List each line in the records below that contains the string "dome". Treat uppercase and lowercase letters as different.
--- Begin Data entries ---
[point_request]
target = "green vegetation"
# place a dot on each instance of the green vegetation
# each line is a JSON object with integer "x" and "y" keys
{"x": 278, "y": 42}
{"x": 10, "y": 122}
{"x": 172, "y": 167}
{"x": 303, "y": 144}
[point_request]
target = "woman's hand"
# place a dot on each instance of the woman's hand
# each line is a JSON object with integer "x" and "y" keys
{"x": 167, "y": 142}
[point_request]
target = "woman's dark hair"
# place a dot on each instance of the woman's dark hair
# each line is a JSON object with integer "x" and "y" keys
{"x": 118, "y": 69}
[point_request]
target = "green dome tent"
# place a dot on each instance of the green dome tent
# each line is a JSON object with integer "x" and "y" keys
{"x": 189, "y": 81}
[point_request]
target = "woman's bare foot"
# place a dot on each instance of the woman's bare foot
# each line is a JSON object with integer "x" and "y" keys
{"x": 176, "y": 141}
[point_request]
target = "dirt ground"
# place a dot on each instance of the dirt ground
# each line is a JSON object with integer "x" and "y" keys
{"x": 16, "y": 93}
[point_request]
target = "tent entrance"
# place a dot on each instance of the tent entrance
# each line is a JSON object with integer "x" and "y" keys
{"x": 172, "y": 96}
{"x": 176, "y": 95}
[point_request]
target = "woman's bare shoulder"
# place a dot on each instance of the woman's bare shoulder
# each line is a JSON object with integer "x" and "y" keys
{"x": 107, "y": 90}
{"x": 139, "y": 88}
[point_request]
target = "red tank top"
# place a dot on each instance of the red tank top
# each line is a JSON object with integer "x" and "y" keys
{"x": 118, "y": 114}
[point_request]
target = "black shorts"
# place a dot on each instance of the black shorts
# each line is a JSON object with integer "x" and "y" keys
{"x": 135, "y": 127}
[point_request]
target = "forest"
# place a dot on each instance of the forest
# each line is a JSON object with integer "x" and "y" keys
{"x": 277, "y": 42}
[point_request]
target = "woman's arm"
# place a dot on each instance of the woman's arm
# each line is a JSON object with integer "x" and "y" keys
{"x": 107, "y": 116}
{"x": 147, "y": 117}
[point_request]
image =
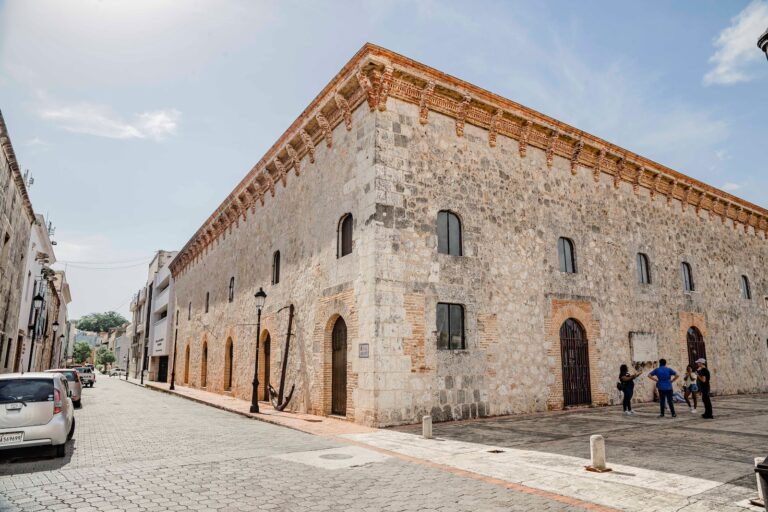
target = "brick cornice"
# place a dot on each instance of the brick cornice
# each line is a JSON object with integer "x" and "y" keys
{"x": 375, "y": 74}
{"x": 10, "y": 156}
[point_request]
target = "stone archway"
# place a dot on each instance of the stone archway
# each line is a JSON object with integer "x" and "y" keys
{"x": 580, "y": 311}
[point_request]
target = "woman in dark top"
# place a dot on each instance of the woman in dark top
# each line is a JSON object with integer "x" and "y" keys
{"x": 628, "y": 387}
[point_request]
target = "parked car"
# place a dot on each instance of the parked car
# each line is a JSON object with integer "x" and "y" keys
{"x": 73, "y": 381}
{"x": 35, "y": 410}
{"x": 87, "y": 376}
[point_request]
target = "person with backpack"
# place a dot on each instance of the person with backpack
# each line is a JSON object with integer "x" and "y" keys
{"x": 664, "y": 376}
{"x": 690, "y": 387}
{"x": 704, "y": 387}
{"x": 626, "y": 385}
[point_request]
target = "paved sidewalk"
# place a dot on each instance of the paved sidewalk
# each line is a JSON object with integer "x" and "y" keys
{"x": 548, "y": 452}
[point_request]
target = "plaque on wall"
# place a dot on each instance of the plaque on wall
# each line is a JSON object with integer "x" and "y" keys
{"x": 644, "y": 347}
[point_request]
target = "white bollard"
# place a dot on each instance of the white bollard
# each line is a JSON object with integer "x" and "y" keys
{"x": 426, "y": 427}
{"x": 597, "y": 453}
{"x": 760, "y": 492}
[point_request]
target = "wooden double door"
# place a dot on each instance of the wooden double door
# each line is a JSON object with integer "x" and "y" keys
{"x": 339, "y": 368}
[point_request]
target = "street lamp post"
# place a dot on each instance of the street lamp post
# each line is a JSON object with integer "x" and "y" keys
{"x": 261, "y": 297}
{"x": 38, "y": 303}
{"x": 54, "y": 328}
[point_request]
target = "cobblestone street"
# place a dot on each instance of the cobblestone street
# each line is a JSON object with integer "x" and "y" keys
{"x": 136, "y": 449}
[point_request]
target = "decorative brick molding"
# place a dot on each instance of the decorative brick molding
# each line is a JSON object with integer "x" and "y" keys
{"x": 561, "y": 310}
{"x": 375, "y": 74}
{"x": 332, "y": 307}
{"x": 689, "y": 319}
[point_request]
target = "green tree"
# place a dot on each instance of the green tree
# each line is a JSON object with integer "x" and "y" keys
{"x": 104, "y": 357}
{"x": 81, "y": 351}
{"x": 101, "y": 322}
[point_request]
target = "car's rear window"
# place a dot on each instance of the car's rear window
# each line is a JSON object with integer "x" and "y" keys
{"x": 27, "y": 390}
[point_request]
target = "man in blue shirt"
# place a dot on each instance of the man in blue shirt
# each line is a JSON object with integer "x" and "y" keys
{"x": 664, "y": 376}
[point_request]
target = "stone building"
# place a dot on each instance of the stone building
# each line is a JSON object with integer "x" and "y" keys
{"x": 16, "y": 219}
{"x": 452, "y": 252}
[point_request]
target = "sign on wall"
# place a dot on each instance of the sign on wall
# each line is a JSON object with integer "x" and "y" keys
{"x": 644, "y": 346}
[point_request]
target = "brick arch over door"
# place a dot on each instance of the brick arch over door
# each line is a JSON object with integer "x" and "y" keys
{"x": 581, "y": 311}
{"x": 330, "y": 309}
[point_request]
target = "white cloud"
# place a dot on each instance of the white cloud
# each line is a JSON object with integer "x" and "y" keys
{"x": 102, "y": 121}
{"x": 737, "y": 46}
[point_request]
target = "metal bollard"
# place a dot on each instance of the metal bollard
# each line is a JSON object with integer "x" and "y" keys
{"x": 761, "y": 465}
{"x": 597, "y": 453}
{"x": 426, "y": 427}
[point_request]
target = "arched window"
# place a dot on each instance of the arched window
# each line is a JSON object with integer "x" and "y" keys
{"x": 448, "y": 233}
{"x": 229, "y": 358}
{"x": 567, "y": 255}
{"x": 450, "y": 326}
{"x": 276, "y": 267}
{"x": 204, "y": 366}
{"x": 746, "y": 291}
{"x": 688, "y": 285}
{"x": 643, "y": 269}
{"x": 344, "y": 241}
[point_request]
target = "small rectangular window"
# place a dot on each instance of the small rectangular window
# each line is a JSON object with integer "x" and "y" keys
{"x": 450, "y": 326}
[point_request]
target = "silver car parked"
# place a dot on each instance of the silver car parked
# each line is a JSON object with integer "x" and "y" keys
{"x": 73, "y": 380}
{"x": 35, "y": 410}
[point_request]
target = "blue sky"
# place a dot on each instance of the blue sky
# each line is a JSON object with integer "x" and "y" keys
{"x": 136, "y": 118}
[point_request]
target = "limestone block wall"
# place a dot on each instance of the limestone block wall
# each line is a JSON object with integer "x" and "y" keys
{"x": 513, "y": 210}
{"x": 301, "y": 222}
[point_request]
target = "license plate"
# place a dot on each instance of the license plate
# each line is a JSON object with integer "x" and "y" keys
{"x": 11, "y": 438}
--- End Data entries ---
Task answer:
target = "green dome tent"
# place a dot on each instance of the green dome tent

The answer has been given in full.